Alternate Path Progressive Collapse Analysis of Steel … · Alternate Path Progressive Collapse Analysis of Steel Stud ... the DoD progressive collapse criteria in buildings constructed

Alternate Path Progressive Collapse Analysis of Steel Stud Bearing Wall Structures1

Nabil A. Rahman2, Ayman Elfouly3, Michael Booth4

1 Final Draft. Published in the Proceedings of the 2011 Structures Congress available via the ASCE http://cedb.asce.org/. 2* POC. The Steel Network, Inc., Durham, NC 27709; PH (919) 845-1025; FAX (919) 845-1028; email: [email protected] 3* Applied Science International, Durham, NC 27709; PH (919) 645-4090; FAX (919) 645-4085; email: [email protected] 4 The Steel Network, Inc., Durham, NC 27709; PH (919) 845-1025; FAX (919) 845-1028; email: [email protected] ABSTRACT

The Alternate Path Method is used to examine the vulnerability of a 5-story barracks building to progressive collapse based on DoD criteria UFC-4-023-03. The building is composed of composite deck floor system and steel roof trusses, all supported by cold-formed steel stud load bearing walls. Two different wall section removal scenarios at the first story of the building were considered for the analysis. The analysis was performed using the “Extreme Loading® for Structures” software, a 3-dimensional nonlinear dynamic analysis software.

The results show the ability of the composite deck floor slabs to bridge over the removed wall sections. The slabs were able to re-distribute the gravity loads to adjacent wall components, while some of the loads were picked up in tension by the stud walls above the slabs. The study provides a good understanding of the composite deck floor-cold-formed steel stud bearing walls building system in resisting progressive collapse. INTRODUCTION

In 2001, the Department of Defense (DoD) started to publish design guidelines for structures to resist progressive collapse resulting from an extreme loading event. The design guidelines are given in the Unified Facilities Criteria UFC 4-023-03 “Design of Buildings to Resist Progressive Collapse” (UFC, 2009). This document provides the design requirements necessary to reduce the potential of progressive collapse for new and existing DoD facilities. Since then, engineers are on the lookout for design guides that explain the implementation of DoD guidelines in conventional and new construction systems. This paper provides some guidance for implementing

the DoD progressive collapse criteria in buildings constructed with cold-formed steel stud bearing wall systems.

Cold-formed steel load bearing wall systems

The use of cold-formed steel (CFS) load bearing framing in typical mid-rise construction (three to eight stories in height) brings the value of reducing associated construction cost in comparison to other structural framing systems such as reinforced masonry, structural steel and wood. A key component of the cost savings is the lighter mass of the structure, which is the key element to the design of the lateral force resisting system (shear walls) and the foundation. CFS load bearing stud walls must be braced laterally at intermediate points to restrain the studs against lateral and torsional buckling. X-brace flat straps are commonly used in this type of construction to provide the building resistance to lateral wind and seismic forces. The X-brace system provides pre-determined load path for the lateral shear forces, and therefore requires vertical stacking of the shear walls to ensure the load transfer from all floors down to the foundation. The design of cold-formed steel framing in the US is governed by the specification published by the American Iron and Steel Institute (AISI, 2007).

Collected material:
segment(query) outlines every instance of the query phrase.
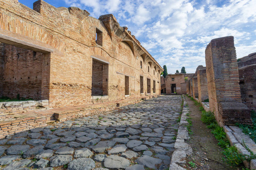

Task prompt:
Answer these questions from the progressive collapse paper:
1. How many stories does the barracks building examined in the analysis have?
2. In what year did the Department of Defense start to publish design guidelines for resisting progressive collapse?
3. What range of heights does the paper give for typical mid-rise construction?

Full answer:
1. Five stories.
2. 2001.
3. Three to eight stories.